▶ _QUOTED PASSAGE_:
A bill filed in the state legislature Thursday aims to reform Galveston’s ailing police pension by raising the city’s contribution rates, raising police retirement age and restructuring the board that makes pension decisions.
Rep. Dan Flynn filed House Bill 2763, which proposes the city increase its contribution rate from 14.83 percent to 18 percent of police payroll and that officers continue to contribute 12 percent of their salary to the plan.
The city contributes about $1.77 million a year to the plan, but the new contribution rate would increase that to $2.15 million annually, about $380,000 more, city spokeswoman Marissa Barnett said.
Police and city officials have, for months, been embroiled in disagreements about how to improve the police pension plan, which in 2017 locked in at $32.1 million in unfunded liabilities, according to actuarial reports.
Flynn’s proposal contains several elements police and city representatives discussed in February as potential points of compromise.
Flynn, the previous chair of the house pension committee, has spearheaded massive restructures of struggling police pensions in Houston and Dallas.
The city and police are headed toward agreement but nothing is finalized yet, pension board Chairman Geoff Gainer said Thursday.

▶ _DATA_:
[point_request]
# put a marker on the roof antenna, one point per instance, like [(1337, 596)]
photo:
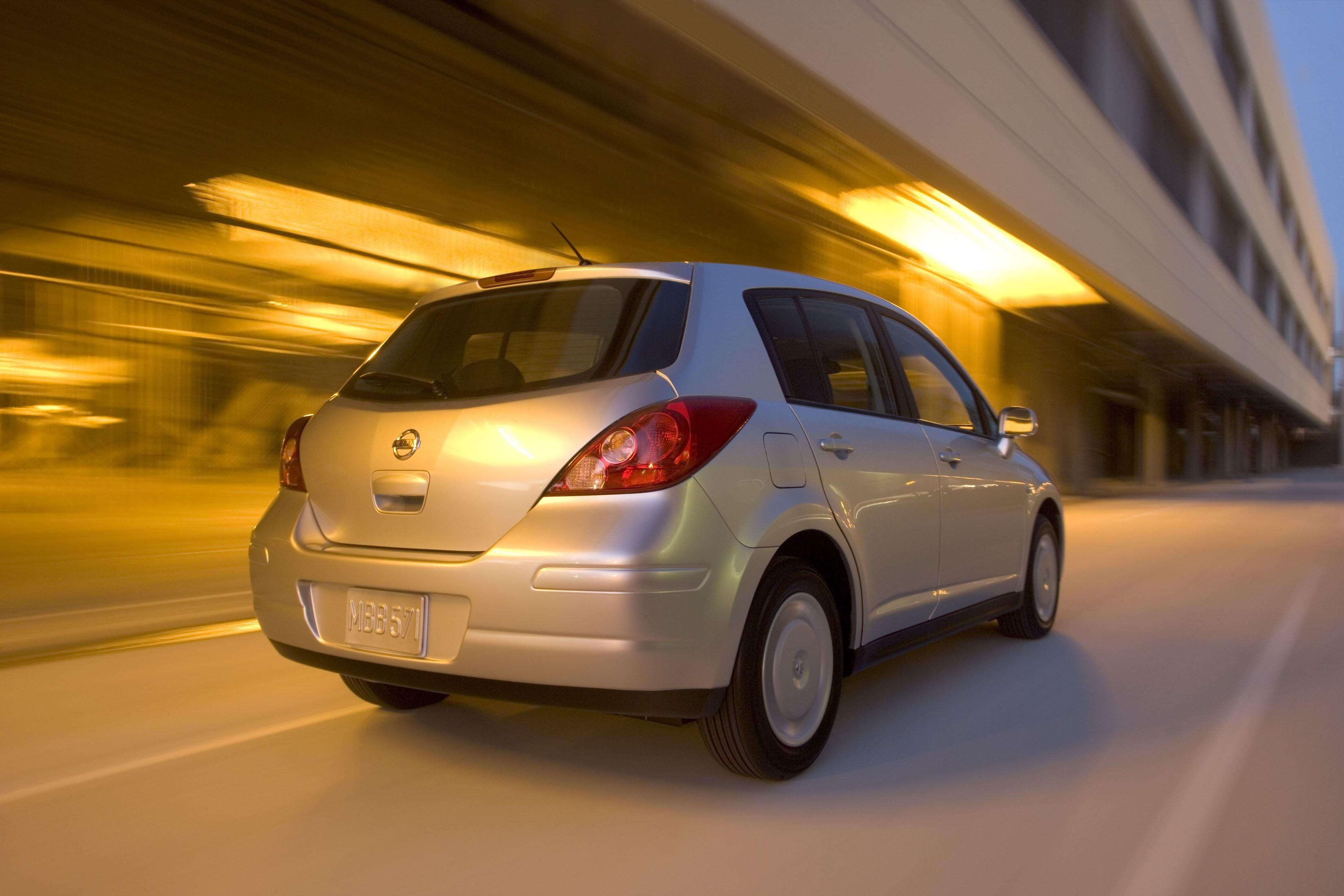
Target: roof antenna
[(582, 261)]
* * *
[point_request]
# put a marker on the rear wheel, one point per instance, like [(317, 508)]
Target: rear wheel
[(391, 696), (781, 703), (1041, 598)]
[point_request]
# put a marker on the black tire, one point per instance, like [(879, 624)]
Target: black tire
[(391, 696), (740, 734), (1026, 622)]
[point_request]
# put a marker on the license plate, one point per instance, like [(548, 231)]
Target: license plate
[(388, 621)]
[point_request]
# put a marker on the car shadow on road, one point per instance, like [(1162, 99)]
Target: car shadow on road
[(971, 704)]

▶ _PROBLEM DETAILS_: Write the next few sentences of the news article on the Galveston police pension bill, starting after its final sentence.

▶ _TASK RESULT_:
Flynn’s bill was essentially a placeholder to be amended as the city and police agreed to changes, Gainer said.
“You file a shell of a bill that you intend to modify later on,” Gainer said.
Alternatives are still on the table, said David Erinakes, Flynn’s chief of staff, in a statement.
“It is important for all parties to know that there is still time to negotiate with each other, develop new strategies and update this base bill,” Erinakes said.
The bill also proposes raising the age at which police can collect full retirement to 58, three years longer than the 55 years, which now applies to newly hired officers.
Last year, police agreed to raise the full-benefit retirement age for new hires to 55 from 50 years old, a point that was already met with some resistance from officers.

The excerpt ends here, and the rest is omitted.